TASK DIRECTIONS – What follows is a block of records; restate each one word for word.

MATERIAL SHOWN –
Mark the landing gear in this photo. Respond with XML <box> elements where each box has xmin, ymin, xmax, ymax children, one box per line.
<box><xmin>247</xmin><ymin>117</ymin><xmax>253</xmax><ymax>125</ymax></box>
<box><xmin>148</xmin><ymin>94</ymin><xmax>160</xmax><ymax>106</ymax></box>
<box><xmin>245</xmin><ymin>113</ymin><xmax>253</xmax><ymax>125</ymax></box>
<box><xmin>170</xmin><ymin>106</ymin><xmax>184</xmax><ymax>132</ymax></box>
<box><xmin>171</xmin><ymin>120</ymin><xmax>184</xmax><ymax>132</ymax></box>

SOLUTION TO THE EXERCISE –
Mark the landing gear in this photo. Respond with XML <box> elements where each box has xmin, ymin, xmax, ymax children, one box per line.
<box><xmin>247</xmin><ymin>117</ymin><xmax>253</xmax><ymax>125</ymax></box>
<box><xmin>148</xmin><ymin>94</ymin><xmax>160</xmax><ymax>106</ymax></box>
<box><xmin>245</xmin><ymin>113</ymin><xmax>253</xmax><ymax>125</ymax></box>
<box><xmin>170</xmin><ymin>106</ymin><xmax>184</xmax><ymax>132</ymax></box>
<box><xmin>171</xmin><ymin>120</ymin><xmax>184</xmax><ymax>132</ymax></box>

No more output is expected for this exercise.